Objective:
In the letter below, condense the paragraph beginning "Somewhere along the line" into a short bulleted list of its main points.

Dear studs and bois…and all those in between,

You know me. I’m that femme giving you the gay-gal-gaze from the corner of a homely bookstore café. Yeah, I’m the femme blushing and biting my lips because I can’t stand how good y’all look all the time. But mostly, I’m the femme that wants to say, “thank you” and “I’m sorry.”

Somewhere along the line, you and I were pitted against each other. And, even though we’re technically playing for the same team, we became opponents. It makes sense that within our beautifully diverse community, we queer women of color often align ourselves by gender performances. Unfortunately, this form of association throws us femmes in opposition with you studs, bois, butches, aggressives, and masculine of center individuals, much like men and womyn are often made to contend with one another in heteronormative and cis-normative spaces.

In spite of the way our struggles and oppression intertwine, we sometimes spend more time discussing how we’re different than we do embracing our similarities. I am sorry for the times I have looked at you as if you were a foe instead of a friend or family. Like me, you are erased from a world that only wants to recognize straight kids and gay white men who suffer from a there’s-a-black-woman-inside-me complex. Like me, you must wake up every morning and muster the strength to fiercely defend who you are. And, like me, you sometimes dance, drink, and fuck the pain away, because it does not always get better.

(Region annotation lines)
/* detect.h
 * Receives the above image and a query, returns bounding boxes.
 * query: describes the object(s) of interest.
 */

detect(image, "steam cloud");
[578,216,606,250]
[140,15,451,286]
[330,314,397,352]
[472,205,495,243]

Answer below:
- Femmes and studs/bois were set against each other and became opponents, though they are on the same team.
- Queer women of color often group themselves by gender performance.
- This puts femmes in opposition to studs, bois, butches, aggressives, and masculine of center people.
- It mirrors how men and womyn are made to contend with each other in heteronormative and cis-normative spaces.